* [OBIETTIVO DELL'ESERCIZIO]: Individua nelle voci riportate qui sotto ogni riga in cui compare la parola "water" e trascrivila.

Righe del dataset
◇ ◇ ◇ ◇
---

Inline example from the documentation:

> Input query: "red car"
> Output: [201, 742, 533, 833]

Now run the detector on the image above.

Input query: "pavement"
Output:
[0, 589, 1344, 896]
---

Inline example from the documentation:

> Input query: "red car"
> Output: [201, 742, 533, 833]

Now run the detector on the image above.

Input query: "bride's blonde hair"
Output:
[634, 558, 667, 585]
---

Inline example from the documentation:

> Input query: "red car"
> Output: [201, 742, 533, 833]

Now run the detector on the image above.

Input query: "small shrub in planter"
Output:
◇ ◇ ◇ ◇
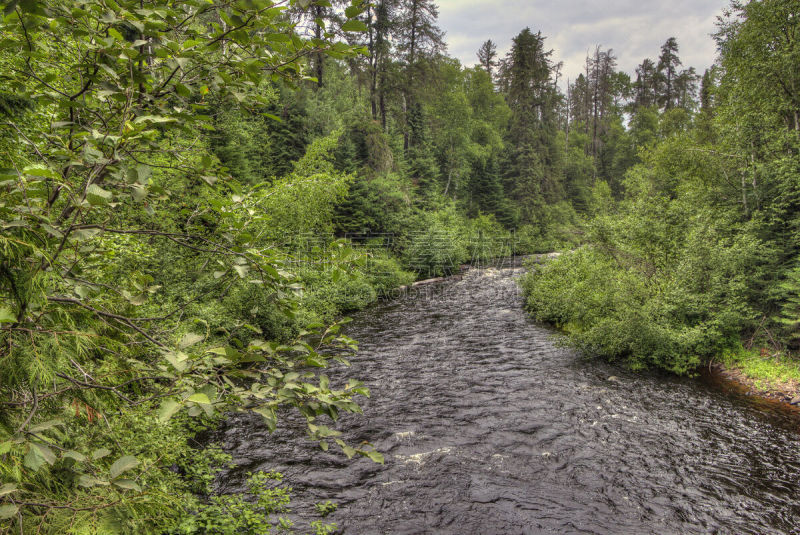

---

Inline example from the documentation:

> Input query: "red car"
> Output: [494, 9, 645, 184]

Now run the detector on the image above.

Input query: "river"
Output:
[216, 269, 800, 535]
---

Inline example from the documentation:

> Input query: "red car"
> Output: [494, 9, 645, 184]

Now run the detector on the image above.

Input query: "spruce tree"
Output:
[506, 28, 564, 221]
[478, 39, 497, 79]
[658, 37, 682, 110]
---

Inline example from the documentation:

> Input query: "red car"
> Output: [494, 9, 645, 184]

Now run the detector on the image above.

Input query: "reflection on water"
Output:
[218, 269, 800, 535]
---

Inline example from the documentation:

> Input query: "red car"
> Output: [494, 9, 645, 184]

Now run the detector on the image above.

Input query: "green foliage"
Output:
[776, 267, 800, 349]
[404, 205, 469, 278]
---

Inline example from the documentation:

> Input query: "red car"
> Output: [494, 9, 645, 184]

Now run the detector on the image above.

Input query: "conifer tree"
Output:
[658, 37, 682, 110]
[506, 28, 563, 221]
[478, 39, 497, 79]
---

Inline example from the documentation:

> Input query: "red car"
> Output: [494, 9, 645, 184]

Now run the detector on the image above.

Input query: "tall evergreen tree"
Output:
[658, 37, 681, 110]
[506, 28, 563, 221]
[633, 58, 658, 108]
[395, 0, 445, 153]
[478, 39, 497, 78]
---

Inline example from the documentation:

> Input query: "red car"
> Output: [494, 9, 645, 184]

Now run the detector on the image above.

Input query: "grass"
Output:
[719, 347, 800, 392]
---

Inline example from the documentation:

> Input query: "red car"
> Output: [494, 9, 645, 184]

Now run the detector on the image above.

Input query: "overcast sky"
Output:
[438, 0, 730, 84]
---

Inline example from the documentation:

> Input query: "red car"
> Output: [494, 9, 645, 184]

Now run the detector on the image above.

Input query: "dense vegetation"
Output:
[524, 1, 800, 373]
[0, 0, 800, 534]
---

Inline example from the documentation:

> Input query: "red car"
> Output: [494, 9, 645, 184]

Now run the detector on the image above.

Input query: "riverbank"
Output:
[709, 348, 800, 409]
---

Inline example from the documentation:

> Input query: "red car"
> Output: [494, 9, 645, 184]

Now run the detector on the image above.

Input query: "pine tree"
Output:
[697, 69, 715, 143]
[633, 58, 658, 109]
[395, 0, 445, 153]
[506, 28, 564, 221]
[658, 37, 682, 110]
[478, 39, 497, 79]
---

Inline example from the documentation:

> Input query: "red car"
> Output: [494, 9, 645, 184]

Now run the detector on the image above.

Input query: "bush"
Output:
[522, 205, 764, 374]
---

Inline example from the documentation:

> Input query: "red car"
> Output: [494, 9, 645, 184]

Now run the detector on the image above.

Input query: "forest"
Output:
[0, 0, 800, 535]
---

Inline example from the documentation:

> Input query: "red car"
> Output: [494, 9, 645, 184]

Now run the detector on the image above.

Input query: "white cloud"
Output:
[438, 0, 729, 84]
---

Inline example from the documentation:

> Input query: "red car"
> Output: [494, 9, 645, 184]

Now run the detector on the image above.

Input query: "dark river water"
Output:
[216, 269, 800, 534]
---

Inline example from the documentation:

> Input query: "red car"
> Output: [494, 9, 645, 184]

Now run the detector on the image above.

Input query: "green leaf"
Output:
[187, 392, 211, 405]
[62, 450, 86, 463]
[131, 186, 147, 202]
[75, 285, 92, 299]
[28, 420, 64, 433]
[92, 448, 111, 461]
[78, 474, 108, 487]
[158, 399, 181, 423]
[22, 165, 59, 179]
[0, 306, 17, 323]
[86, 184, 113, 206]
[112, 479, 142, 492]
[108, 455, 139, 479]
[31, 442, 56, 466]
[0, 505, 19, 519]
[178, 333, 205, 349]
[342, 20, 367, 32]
◇ ◇ ◇ ◇
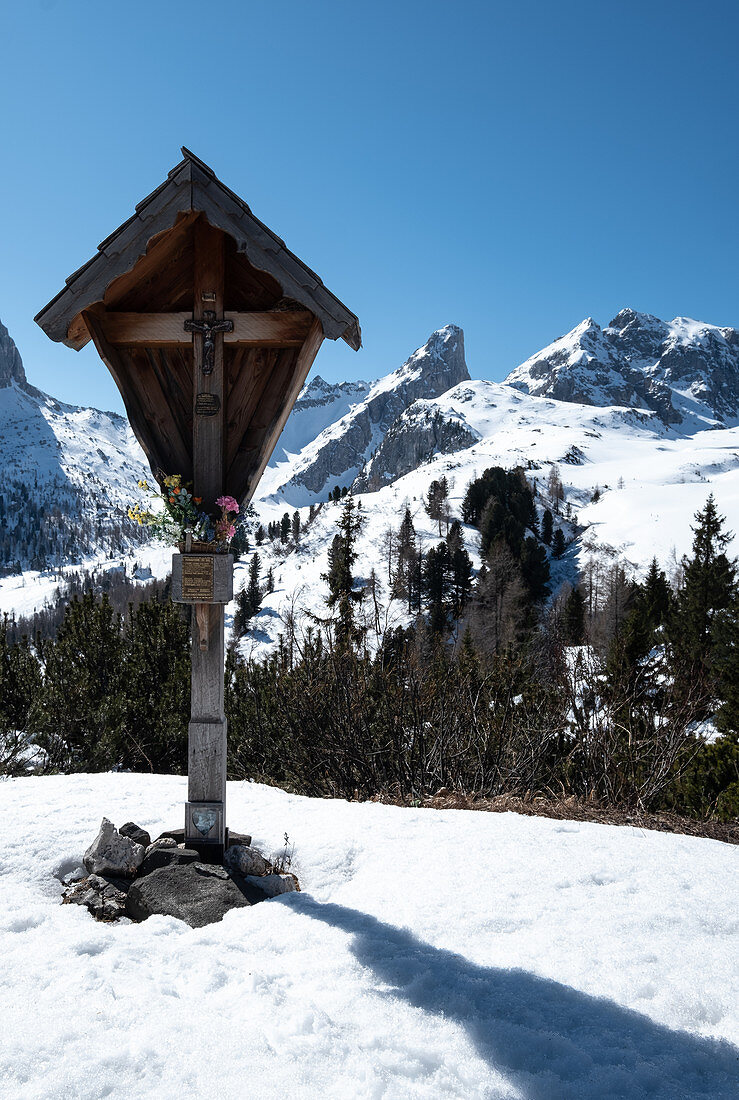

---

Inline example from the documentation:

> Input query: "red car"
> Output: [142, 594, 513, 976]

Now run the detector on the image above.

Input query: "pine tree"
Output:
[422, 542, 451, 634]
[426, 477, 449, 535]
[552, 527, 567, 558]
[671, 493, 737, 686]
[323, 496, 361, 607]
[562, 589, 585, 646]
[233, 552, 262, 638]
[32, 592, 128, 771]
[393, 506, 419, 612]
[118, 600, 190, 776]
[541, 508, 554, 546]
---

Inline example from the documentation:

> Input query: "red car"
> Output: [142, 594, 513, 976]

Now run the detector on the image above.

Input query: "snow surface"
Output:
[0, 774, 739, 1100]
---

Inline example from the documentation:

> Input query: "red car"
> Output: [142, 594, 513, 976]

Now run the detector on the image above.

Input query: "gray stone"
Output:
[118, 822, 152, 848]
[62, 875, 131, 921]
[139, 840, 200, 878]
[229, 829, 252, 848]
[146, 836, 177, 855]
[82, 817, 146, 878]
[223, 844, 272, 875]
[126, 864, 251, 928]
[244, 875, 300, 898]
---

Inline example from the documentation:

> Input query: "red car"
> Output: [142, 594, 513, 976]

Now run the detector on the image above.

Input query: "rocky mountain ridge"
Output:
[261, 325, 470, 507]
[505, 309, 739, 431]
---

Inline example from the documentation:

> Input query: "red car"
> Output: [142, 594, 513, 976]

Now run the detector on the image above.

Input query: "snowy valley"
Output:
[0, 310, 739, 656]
◇ ◇ ◇ ◇
* [SOLUZIONE SVOLTA]:
Input query: "reflection on water"
Input query: "dark river water"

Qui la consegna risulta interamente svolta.